> [Extracted material]:
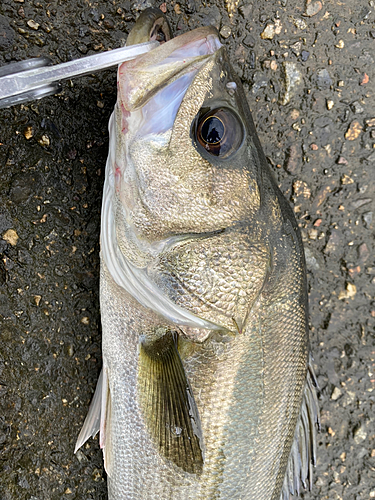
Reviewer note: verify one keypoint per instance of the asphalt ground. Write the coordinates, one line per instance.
(308, 71)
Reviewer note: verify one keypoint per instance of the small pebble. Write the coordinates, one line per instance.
(271, 30)
(336, 394)
(312, 8)
(345, 179)
(32, 24)
(357, 108)
(349, 292)
(360, 435)
(11, 237)
(365, 79)
(225, 31)
(367, 219)
(355, 128)
(300, 23)
(44, 141)
(28, 132)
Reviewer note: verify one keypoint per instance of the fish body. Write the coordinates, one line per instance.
(207, 391)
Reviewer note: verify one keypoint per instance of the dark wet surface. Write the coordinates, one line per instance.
(319, 136)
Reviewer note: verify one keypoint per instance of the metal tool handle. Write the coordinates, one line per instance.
(19, 83)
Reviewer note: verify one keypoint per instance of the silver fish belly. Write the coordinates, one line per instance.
(207, 389)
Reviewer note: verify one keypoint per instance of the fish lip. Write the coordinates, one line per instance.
(141, 78)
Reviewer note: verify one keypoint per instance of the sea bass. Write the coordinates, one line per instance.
(207, 390)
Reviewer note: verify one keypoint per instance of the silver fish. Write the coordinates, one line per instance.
(207, 390)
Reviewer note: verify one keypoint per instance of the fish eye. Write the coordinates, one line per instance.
(218, 131)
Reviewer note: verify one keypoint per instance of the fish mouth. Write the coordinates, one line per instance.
(156, 82)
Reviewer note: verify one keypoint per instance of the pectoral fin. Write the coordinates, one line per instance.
(303, 453)
(98, 419)
(168, 404)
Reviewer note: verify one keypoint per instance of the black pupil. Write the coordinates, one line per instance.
(212, 130)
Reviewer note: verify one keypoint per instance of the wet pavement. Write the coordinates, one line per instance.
(308, 70)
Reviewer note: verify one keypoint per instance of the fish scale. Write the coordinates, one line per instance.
(207, 390)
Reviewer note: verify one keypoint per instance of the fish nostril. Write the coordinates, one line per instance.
(160, 31)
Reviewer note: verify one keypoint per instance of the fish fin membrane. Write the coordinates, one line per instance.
(98, 419)
(302, 456)
(91, 425)
(168, 406)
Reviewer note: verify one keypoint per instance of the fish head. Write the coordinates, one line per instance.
(186, 152)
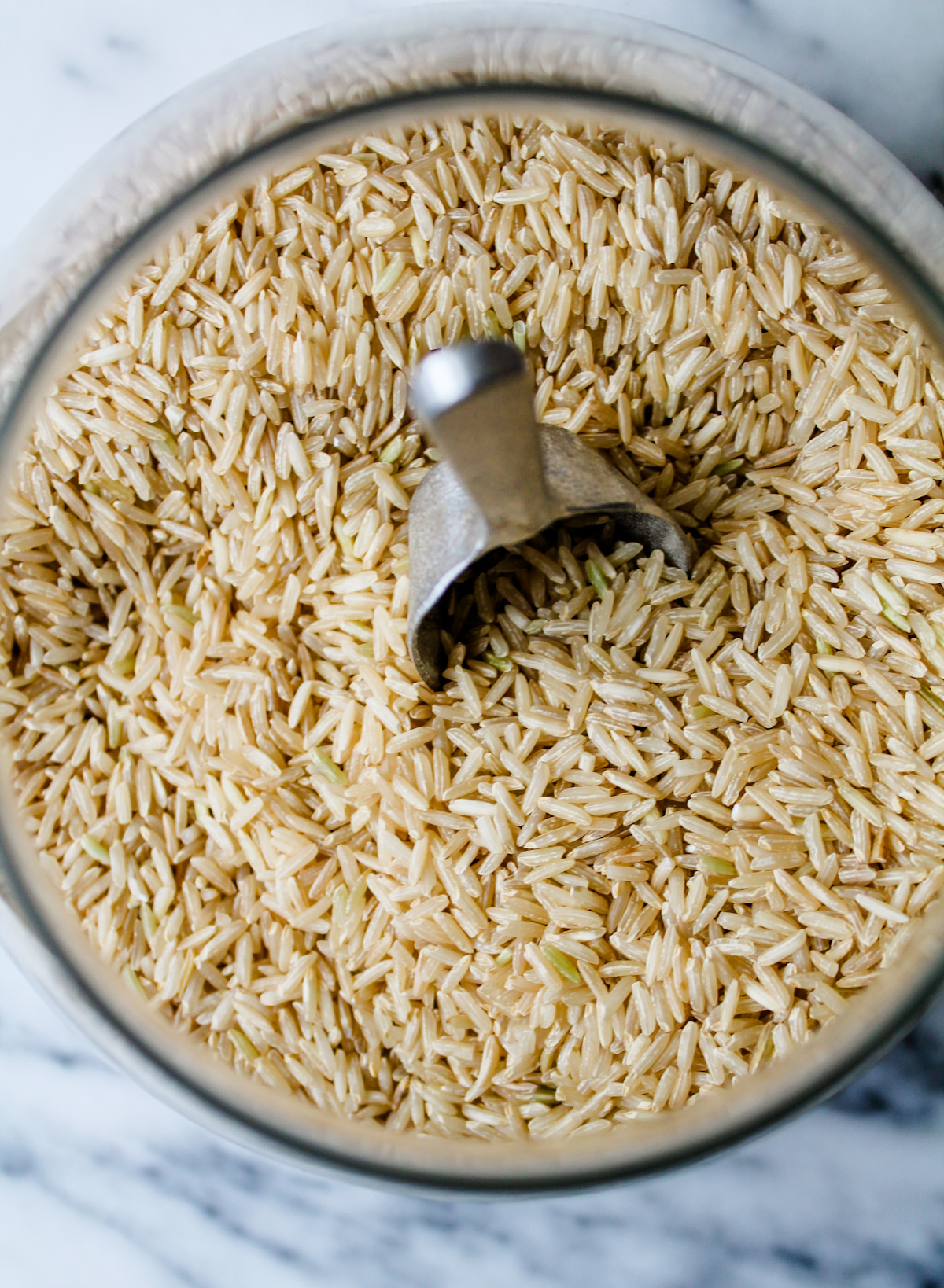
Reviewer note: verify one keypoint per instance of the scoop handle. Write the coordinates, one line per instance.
(478, 405)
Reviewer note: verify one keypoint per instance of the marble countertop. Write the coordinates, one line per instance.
(101, 1184)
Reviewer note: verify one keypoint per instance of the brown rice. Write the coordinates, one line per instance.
(656, 830)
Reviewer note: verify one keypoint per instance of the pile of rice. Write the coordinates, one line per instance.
(656, 830)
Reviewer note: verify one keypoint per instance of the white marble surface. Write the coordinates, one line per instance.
(99, 1184)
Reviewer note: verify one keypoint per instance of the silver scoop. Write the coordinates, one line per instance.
(503, 480)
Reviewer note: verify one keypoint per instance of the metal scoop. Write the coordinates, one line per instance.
(503, 480)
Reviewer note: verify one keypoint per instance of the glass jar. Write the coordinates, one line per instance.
(285, 103)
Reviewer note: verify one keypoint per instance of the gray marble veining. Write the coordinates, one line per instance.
(99, 1184)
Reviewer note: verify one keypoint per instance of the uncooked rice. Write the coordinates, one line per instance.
(657, 829)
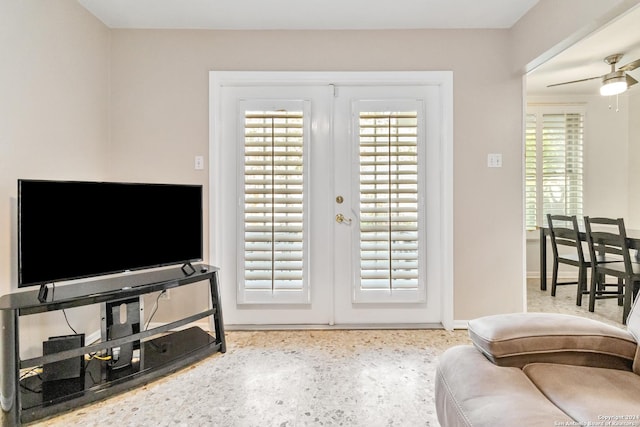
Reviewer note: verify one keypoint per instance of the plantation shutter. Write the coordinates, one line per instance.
(559, 173)
(531, 194)
(389, 249)
(274, 211)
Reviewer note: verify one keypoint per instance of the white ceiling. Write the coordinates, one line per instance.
(586, 59)
(308, 14)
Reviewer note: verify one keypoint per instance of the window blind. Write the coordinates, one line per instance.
(531, 186)
(388, 145)
(273, 200)
(557, 162)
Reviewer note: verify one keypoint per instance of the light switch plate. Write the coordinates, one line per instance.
(494, 160)
(199, 163)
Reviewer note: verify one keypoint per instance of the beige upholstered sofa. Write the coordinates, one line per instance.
(542, 369)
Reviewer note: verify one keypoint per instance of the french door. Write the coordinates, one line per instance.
(326, 201)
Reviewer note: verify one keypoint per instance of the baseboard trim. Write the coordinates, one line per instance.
(349, 326)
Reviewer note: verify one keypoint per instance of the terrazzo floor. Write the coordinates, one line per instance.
(305, 378)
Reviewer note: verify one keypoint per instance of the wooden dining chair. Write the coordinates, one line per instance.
(564, 233)
(609, 237)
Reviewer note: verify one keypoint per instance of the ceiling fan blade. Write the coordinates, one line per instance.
(575, 81)
(630, 66)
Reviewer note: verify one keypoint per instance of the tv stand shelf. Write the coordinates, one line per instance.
(161, 350)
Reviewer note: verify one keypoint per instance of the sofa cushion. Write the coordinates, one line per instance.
(521, 338)
(472, 391)
(589, 395)
(633, 326)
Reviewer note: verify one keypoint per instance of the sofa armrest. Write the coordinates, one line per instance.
(522, 338)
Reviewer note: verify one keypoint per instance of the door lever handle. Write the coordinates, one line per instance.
(343, 219)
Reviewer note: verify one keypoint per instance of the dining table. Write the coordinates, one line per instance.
(633, 241)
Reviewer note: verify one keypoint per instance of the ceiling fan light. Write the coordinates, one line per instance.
(613, 83)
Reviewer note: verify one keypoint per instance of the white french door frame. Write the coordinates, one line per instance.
(442, 80)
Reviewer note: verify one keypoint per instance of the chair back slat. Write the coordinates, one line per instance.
(564, 231)
(607, 236)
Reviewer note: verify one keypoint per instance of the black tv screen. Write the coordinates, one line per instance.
(71, 229)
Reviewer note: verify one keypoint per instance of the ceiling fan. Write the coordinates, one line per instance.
(615, 81)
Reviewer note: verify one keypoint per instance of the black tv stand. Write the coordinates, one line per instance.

> [Your objective]:
Without the pictures, write out the whole listing above exactly as it appears.

> [Output for this exercise]:
Reviewer note: verify one keypoint per instance of the asphalt ground. Write the coordinates, one line per instance.
(308, 71)
Reviewer note: verify one keypoint per instance of the small pebble. Write the coordinates, one line per instance.
(271, 30)
(336, 394)
(312, 8)
(345, 179)
(32, 24)
(357, 108)
(349, 292)
(360, 435)
(11, 237)
(365, 79)
(225, 31)
(367, 219)
(355, 128)
(300, 23)
(44, 141)
(28, 132)
Reviewer note: verify one keypoint per instance of the fish body. Write the coordinates, one line per instance.
(207, 391)
Reviewer note: verify one keypoint per instance of the dark wet surface. Write the coordinates, one line per instance.
(319, 136)
Reviewer note: verify one keypoint per instance of the metal tool handle. Write the coordinates, one line per instance.
(19, 83)
Reviewer note: verify one keypoint per instance of the silver fish belly. Write the coordinates, one line per instance.
(207, 389)
Reviewer note: verify one keypoint per instance of the fish lip. Write the coordinates, one line per instance.
(141, 78)
Reviewer note: verify one keypoint per instance of the sea bass. Write the coordinates, one line per instance.
(207, 390)
Reviewer note: verify one keypoint per instance of the silver fish. Write the coordinates, one line per instance.
(207, 390)
Reviewer note: verify one keypoint per instance of the fish eye. Write the coordinates, one line per instance.
(218, 131)
Reviewer note: verify one keypoint per instance of the fish mouth. Write the coordinates, one line per instance.
(156, 82)
Reviewer note: verify one keypoint per instance of the pectoral fin. Write the coordinates, one line per instance.
(303, 453)
(98, 419)
(168, 404)
Reviewer note: verify one keypoint per instance of the black pupil. Write the coordinates, one line per instance.
(212, 130)
Reviewer note: verify one keypoint per instance of the wet pavement. Write the coordinates, one line per instance.
(308, 70)
Reviewer note: verify one keypoint per instance of the fish scale. Write the coordinates, one line per instance.
(207, 390)
Reviewer note: verify one keypoint per instance of the fish nostril. Write the coordinates, one line per instance.
(160, 31)
Reviewer note: verify one keypoint per instance of the fish fin membrane. Write the coordinates, one line per instance.
(98, 419)
(302, 456)
(91, 425)
(168, 406)
Reviewer note: verify one keypoint per instance of the fish head. Write the coordinates, one line per instance.
(186, 152)
Reviewer note: verify one keypoint per instance of the scoop handle. Write the coordinates, one line per instance.
(478, 405)
Reviewer note: verify one keypoint per instance of the marble countertop. Write the coordinates, one line per instance.
(101, 1184)
Reviewer note: verify one keypoint per instance of the brown rice. Write the coordinates, one line per instance.
(656, 830)
Reviewer note: verify one keypoint per instance of the pile of rice. Write the coordinates, one line per instance.
(656, 830)
Reviewer note: verify one keypoint per instance of the white marble surface. Write the coordinates, one line per instance.
(99, 1184)
Reviewer note: verify one keypoint per instance of the silver scoop. Write the coordinates, one line per instance.
(503, 480)
Reviewer note: verify one keypoint per instance of the metal scoop. Write the coordinates, one line per instance.
(503, 480)
Reviewer note: verify one keypoint per instance of the glass jar. Write the coordinates, one line per instance.
(285, 103)
Reviewer note: verify one keypoint per instance of the gray marble veining. Write the coordinates, one line per instance.
(99, 1184)
Reviewer note: verify one keypoint per instance of the uncooked rice. Write the coordinates, one line per instance.
(657, 829)
Reviewer note: verify one keypoint per instance of the plantation shutter. Write the coordinates, one line per instance.
(559, 173)
(531, 194)
(389, 249)
(274, 211)
Reviewer note: verify one keypoint per instance of the white ceiling. Write the coordinates, one line per instance.
(586, 59)
(308, 14)
Reviewer note: verify one keypoint per instance of the window blind. Write the coordinates, one line per instance.
(531, 186)
(388, 145)
(273, 200)
(557, 162)
Reviewer note: verify one keypoint per instance of the light switch plate. Write the coordinates, one line per instance.
(494, 160)
(199, 163)
Reviewer note: verify one keypoint per instance of the beige upholstered sofa. Write the coordinates, one line per instance.
(542, 369)
Reviewer note: verify one keypoint per instance of the french door. Write the coordinates, one line per instance.
(326, 201)
Reviewer note: verify one keypoint per instance of the baseboard trim. Write the coordinates, one line per instance.
(349, 326)
Reviewer note: verify one keypoint per instance of the terrazzo floor. Write the coordinates, one line per instance.
(305, 378)
Reviewer note: verify one keypoint per instance of the wooden dining chair. Write the coordinates, one line per instance.
(564, 233)
(609, 237)
Reviewer note: verify one keypoint per instance of the ceiling fan blade. Write the coordinates, one line per instance.
(575, 81)
(630, 66)
Reviewer note: verify one keypoint per instance of the tv stand shelf. Write the coordinates, one line per instance.
(161, 350)
Reviewer note: verify one keypoint per instance of the sofa cushion. Write the coordinates, one line per instance.
(521, 338)
(472, 391)
(589, 395)
(633, 326)
Reviewer note: verify one keypoint per instance of the sofa armrest. Write the coordinates, one line per instance.
(522, 338)
Reviewer note: verify one keypoint per instance of the door lever handle. Write the coordinates, one line per instance.
(343, 219)
Reviewer note: verify one keypoint per instance of the dining table. Write the coordinates, one line per instance.
(633, 241)
Reviewer note: verify one keypoint per instance of the ceiling fan light. Write the coordinates, one line per instance.
(613, 83)
Reviewer note: verify one keypoint per instance of the white french door frame. Write the coordinates, one line per instance.
(442, 80)
Reviewer note: verify one keypoint per instance of the chair back slat. Write the coordinates, one line per instance.
(564, 231)
(607, 236)
Reviewer note: verify one keypoint per instance of the black tv screen. Write the coordinates, one line per instance.
(71, 229)
Reviewer note: verify one keypoint per instance of the ceiling fan. Write the coordinates, one line per instance.
(615, 81)
Reviewer note: verify one keypoint per instance of the black tv stand. Write the coordinates, one line per instance.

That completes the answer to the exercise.